Bloque de texto:
"""

Fantasmas que polarizaban, por una parte, el dogmatismo del “realismo socialista” procedente de la aliada Unión Soviética, y, por otra, las posiciones “torremarfileñas” de grupos e intelectuales que defendían el presunto derecho del artista a mantenerse de espaldas al maremágnum social, se enfocaban en los debates y discusiones del momento.

Las puntas del iceberg

El cine, que por razones obvias centraliza La historia en un sobre…, constituirá un caldo de cultivo esencial para la manifestación de esas contradicciones, que Iván Giroud, auxiliado no solo de las grabaciones parcialmente inéditas dejadas (y entregadas a él) por el presidente del ICAIC, Alfredo Guevara, sino por buena parte de la bibliografía y, sobre todo, material de prensa que circuló en la época —el cual arroja no poca luz sobre esta y sobre los “forcejeos”, como acertadamente les llama en algún momento, en materia ideoestética y política—, usa para armar este «sobre» cerrado y oportunamente abierto décadas después.

En el manejo acertado y riguroso de tales fuentes, se aprecia un mérito incuestionable en el texto, que también mantiene un saludable distanciamiento respecto a posiciones individuales y de grupo(s) que afloran en las reuniones y (des)encuentros llamados a capítulo.

Es, quizá, la postura más cercana a la del documentalista que, si bien sabemos nunca ha comulgado con la “objetividad” atribuida por algunos, al menos nos acerca desde una mirada amplia e inclusiva a zonas de la realidad que nosotros, en tanto receptores, debemos descodificar, sopesar y valorar, para emitir a posteriori juicios de valor.

"""

Datos mostrados:
"""

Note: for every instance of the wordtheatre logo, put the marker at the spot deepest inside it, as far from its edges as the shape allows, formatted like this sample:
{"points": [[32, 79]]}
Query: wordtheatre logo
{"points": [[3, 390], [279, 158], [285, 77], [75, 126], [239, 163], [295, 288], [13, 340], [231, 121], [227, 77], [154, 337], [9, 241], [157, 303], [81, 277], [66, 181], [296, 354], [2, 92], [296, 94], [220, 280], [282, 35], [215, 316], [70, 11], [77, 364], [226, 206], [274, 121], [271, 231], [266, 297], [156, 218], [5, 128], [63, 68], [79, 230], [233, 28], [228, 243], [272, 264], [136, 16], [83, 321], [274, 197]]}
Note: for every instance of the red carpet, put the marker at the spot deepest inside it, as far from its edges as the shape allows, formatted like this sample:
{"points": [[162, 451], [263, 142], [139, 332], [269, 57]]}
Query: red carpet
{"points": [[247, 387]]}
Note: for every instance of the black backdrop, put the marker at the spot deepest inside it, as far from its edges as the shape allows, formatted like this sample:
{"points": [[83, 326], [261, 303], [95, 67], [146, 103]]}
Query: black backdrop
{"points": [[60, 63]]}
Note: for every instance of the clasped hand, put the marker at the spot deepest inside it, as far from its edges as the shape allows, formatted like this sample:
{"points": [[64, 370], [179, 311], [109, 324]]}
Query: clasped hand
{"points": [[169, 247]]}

"""
"""

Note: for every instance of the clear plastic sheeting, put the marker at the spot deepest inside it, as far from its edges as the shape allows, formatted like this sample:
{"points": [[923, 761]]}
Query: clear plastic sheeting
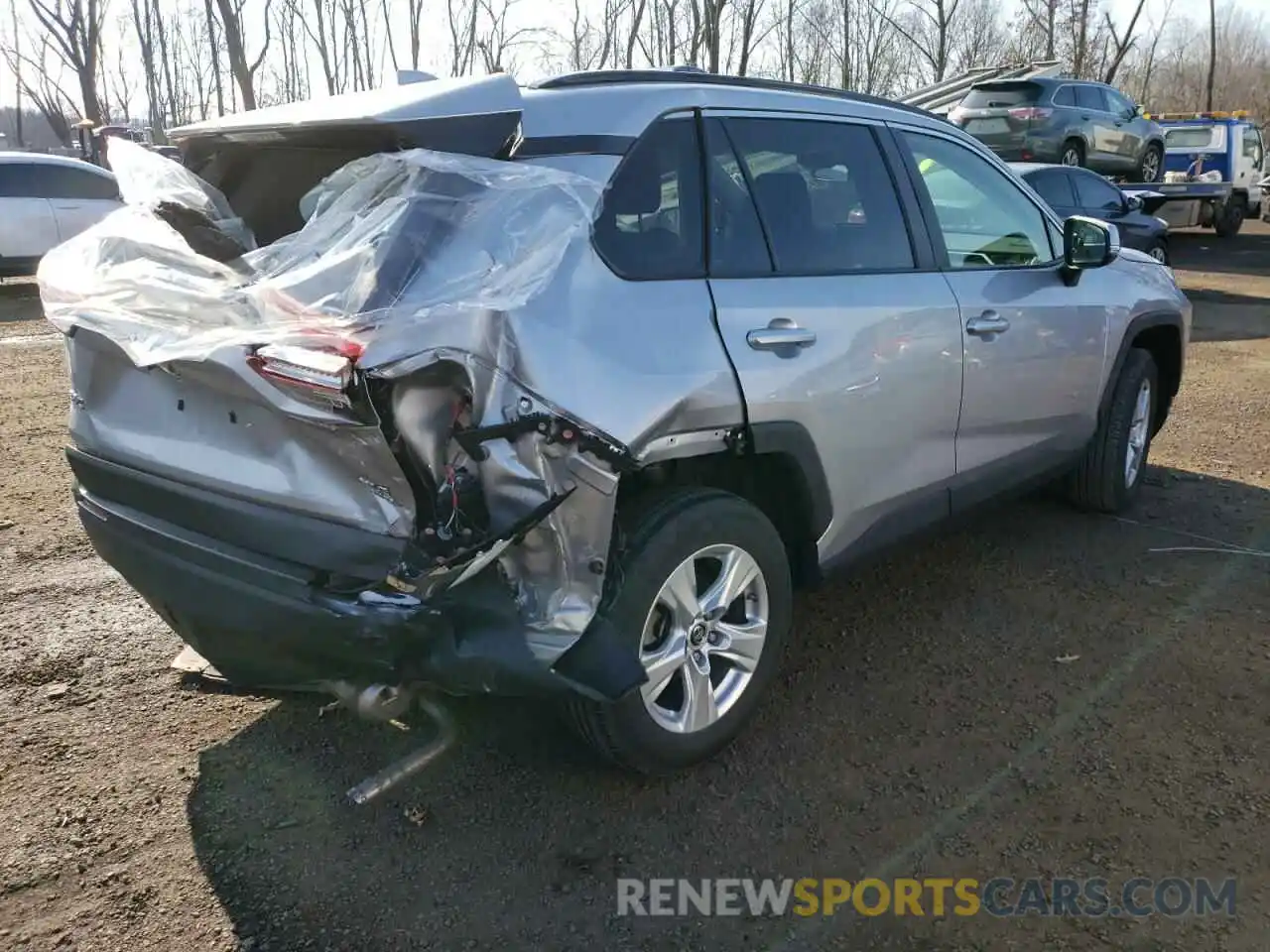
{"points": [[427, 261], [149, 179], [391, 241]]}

"""
"""

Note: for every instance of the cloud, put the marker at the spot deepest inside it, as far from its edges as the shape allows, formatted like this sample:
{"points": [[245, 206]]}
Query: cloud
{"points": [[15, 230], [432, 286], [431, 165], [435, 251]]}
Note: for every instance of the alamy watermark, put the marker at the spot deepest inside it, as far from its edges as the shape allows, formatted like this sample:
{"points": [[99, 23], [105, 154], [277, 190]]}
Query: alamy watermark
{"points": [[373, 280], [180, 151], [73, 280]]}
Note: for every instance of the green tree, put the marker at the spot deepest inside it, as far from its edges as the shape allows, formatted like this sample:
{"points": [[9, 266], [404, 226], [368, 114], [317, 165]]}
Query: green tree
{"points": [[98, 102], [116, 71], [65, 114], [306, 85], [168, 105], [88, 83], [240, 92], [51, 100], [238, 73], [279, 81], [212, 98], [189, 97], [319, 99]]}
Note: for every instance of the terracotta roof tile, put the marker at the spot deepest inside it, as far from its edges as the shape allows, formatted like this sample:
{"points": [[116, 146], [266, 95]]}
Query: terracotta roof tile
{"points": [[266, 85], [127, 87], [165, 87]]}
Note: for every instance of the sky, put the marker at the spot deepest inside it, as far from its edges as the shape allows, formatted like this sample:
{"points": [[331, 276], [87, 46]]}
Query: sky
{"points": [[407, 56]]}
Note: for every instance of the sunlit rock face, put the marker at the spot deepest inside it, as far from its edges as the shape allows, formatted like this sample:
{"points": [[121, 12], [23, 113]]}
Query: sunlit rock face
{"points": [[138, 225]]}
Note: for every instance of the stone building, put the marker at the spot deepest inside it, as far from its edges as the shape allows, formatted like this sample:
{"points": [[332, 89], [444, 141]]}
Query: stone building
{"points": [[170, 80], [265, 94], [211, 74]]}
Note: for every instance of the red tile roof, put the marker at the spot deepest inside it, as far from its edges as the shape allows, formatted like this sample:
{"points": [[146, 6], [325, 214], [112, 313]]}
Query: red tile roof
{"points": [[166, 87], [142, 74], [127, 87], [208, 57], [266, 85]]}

"""

Tarea a resolver: Escribe la continuación del texto sobre el libro La historia en un sobre…, de Iván Giroud, a partir de su última oración.

Respuesta:
Pero me refería al cine como principal motivo no solo de enfoque para revelar el caldeado y tenso clima político-cultural del momento, sino de principalísimo “campo de batalla” donde se manifestó aquel, aunque la intensidad y encono de ese panorama trascendieran los límites de la pantalla grande para abarcar, ya hemos dicho, la cultura y, sobre todo, la política en torno a su desarrollo y enfoque en los inicios de aquella década fundacional.

Es el controvertido corto documental P.M., de Sabá Cabrera Infante y Orlando Jiménez Leal (1961) el catalizador que despliega la tormenta, pero bien sabemos que no debe confundirse el signo con lo que representa, y si bien aquel actuó como tal, a lo que apuntaba era a esas ostensibles diferencias de criterio respecto a la cultura, su proyección social, su administración y enfoque al pueblo.

El detonante fílmico levantó una marea de desacuerdos, de posiciones opuestas, de choques que tuvieron lugar en diversas reuniones celebradas en Casa de las Américas, el ICAIC, y la Biblioteca Nacional, adonde llegó todo con la reunión que el presidente Fidel Castro sostuvo con artistas y escritores durante varios viernes, y cuyo documento resultante se conoce como Palabras a los intelectuales.

Prohibido por la dirección del ICAIC de manera inconsulta respecto a miembros de su junta y asesores, pero a la vez trasmitido por la TV en un programa regido por Lunes…, el pequeño filme tuvo el mérito, la misión histórica de poner el dedo sobre la llaga de conflictos acuciantes: la exhibición cinematográfica en sí, pero también la realización, el papel del creador; las influencias foráneas, la postura del artista ante obras reaccionarias y su asimilación; las bizantinas luchas entre forma y contenido; los límites de la libertad artística, y muchos otros polémicos rubros vinculados con el arte y la cultura, con las gestiones de elaboración y trasmisión, y con el papel de los dirigentes en esas funciones.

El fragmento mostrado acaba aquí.